__PASSAGE__
##############################
13 July

Appreciation: A Gratitude Urn For Maria

by Jon Katz
An Urn For Maria
A Gratitude Urn For Maria

I saw this old urn at Jack’s Outback, I called Jack to order it before Maria could order it for me. Jack brought it over on Friday. We are putting in in the blooming Dahlia garden for now, it might end up in my study this winter. I wanted to give Maria a gift in appreciation for the love, support and wonderful care she has given me before, during and after my open heart surgery, I cannot imagine enduring this without her and I am immensely grateful and appreciative of her.

We have always loved one another, but in circumstances like this, one learns what love really means. I have always believed real love is selflessness, and that is what I have been seeing from Maria since I rode that ambulance to the hospital. She is running the farm, paying bills, shopping, cooking, cleaning and playing nurse to a partner who is not allowed to pick anything up, open a door or raise his arms over his head.

This urn has such great character, I knew she would love it. I call it the Gratitude Urn. Maria is a complex person, a true artist, these past few weeks have been hard on her, tougher for her than me, I think. It is always easy to be taken care of than to do the caretaking, I think. She has not been in her Studio for weeks, that Maria’s identity is very much tied up in her work, without it her life is out of balance. She has never been drawn to nursing or being a housewife, now she is both and the artist wants to come out.
##############################
__RECORDS SUPPLIED__

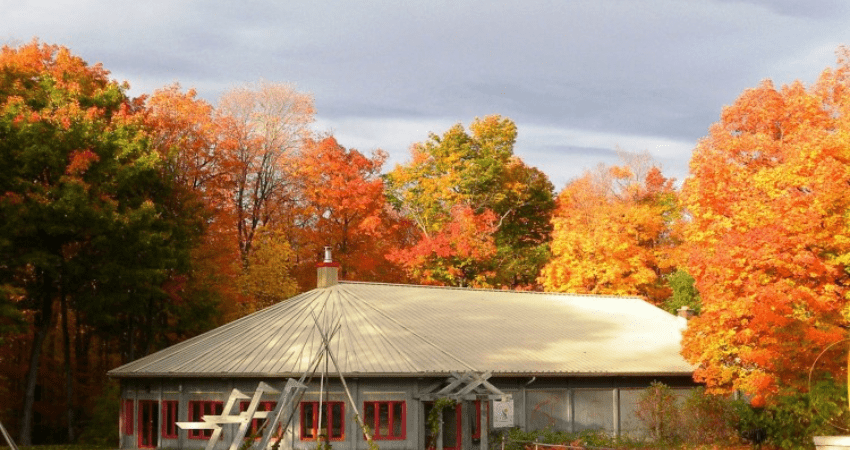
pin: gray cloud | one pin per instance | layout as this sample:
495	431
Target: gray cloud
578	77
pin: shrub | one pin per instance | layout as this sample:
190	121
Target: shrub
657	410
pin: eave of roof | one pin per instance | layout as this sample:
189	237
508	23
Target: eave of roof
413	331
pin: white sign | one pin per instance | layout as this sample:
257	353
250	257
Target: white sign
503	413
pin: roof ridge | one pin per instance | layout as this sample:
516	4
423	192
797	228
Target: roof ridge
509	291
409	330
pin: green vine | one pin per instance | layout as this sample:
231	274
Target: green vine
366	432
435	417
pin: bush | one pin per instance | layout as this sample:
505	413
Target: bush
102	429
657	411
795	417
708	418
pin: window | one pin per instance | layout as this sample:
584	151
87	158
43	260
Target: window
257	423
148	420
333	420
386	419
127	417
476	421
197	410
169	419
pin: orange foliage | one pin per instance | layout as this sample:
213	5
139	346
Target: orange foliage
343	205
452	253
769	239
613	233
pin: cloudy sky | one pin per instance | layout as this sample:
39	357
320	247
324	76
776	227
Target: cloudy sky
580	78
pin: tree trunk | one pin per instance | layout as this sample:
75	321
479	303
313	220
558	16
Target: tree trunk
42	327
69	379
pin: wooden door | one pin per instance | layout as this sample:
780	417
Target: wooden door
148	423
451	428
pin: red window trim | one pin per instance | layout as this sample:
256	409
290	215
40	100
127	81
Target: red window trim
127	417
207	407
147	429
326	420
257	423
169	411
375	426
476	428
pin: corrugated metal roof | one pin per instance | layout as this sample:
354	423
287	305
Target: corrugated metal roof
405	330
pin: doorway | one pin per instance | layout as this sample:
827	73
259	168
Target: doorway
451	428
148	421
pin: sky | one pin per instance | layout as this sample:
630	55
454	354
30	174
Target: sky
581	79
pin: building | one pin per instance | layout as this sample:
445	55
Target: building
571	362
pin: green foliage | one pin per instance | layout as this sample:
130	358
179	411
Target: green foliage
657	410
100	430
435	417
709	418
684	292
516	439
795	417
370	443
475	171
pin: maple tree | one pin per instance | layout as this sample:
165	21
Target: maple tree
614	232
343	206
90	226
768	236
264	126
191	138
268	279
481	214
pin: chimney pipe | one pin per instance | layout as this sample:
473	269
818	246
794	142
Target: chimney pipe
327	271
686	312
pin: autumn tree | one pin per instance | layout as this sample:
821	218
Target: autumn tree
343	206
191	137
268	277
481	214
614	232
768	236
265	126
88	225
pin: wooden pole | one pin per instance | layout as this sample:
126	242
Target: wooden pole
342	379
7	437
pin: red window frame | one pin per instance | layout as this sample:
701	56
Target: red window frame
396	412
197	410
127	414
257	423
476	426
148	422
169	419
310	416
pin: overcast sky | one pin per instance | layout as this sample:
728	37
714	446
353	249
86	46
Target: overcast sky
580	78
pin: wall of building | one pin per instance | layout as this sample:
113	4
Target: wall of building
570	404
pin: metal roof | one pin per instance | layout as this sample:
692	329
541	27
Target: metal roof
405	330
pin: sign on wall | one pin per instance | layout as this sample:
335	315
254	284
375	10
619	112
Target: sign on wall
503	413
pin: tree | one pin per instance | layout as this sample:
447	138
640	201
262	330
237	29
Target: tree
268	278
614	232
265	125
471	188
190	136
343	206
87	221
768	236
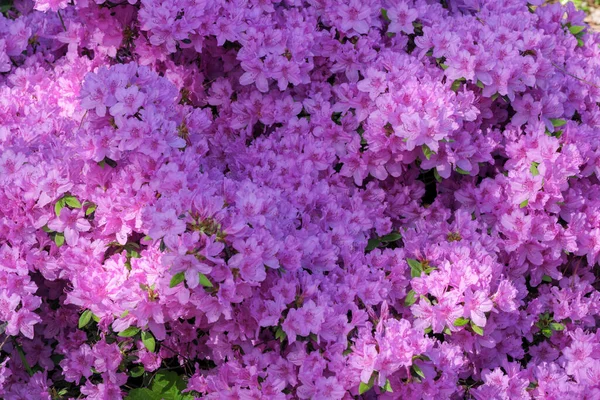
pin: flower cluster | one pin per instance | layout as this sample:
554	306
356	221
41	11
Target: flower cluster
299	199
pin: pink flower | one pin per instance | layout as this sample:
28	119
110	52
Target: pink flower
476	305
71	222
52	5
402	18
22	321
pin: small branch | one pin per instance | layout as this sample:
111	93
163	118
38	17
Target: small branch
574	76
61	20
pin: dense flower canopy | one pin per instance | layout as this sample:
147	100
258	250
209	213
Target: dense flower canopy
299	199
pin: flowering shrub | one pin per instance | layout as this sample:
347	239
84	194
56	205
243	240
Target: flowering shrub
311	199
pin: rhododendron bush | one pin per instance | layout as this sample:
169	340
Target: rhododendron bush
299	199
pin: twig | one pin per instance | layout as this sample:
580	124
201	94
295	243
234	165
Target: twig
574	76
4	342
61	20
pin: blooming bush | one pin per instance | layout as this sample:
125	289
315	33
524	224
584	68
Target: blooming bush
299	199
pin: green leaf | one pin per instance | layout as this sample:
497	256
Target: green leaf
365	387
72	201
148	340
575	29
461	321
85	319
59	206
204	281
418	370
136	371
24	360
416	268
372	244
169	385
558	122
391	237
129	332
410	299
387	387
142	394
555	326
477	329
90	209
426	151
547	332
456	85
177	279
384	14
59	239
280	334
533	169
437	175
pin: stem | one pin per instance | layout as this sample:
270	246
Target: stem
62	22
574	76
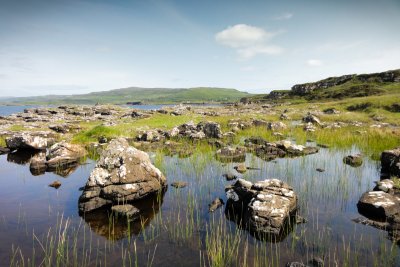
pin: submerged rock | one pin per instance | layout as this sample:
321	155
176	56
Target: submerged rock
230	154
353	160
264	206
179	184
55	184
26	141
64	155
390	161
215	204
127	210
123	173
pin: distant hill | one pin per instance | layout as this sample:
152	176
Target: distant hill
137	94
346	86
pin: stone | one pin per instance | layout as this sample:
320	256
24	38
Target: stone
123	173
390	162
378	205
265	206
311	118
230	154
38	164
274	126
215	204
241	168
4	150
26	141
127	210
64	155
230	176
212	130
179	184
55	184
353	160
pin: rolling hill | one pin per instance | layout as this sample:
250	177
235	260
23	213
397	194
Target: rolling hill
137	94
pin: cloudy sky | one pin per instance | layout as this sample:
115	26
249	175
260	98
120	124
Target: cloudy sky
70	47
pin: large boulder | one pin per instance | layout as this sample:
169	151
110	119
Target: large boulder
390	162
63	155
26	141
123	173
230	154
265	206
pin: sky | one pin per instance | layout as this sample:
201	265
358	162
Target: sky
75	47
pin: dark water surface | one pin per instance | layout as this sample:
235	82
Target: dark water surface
##############################
__INSTRUCTIONS TO FOLLOW__
In the post about the Gratitude Urn, where is the urn being put for now? Rely only on the text itself.

__ANSWER BOX__
In the blooming Dahlia garden.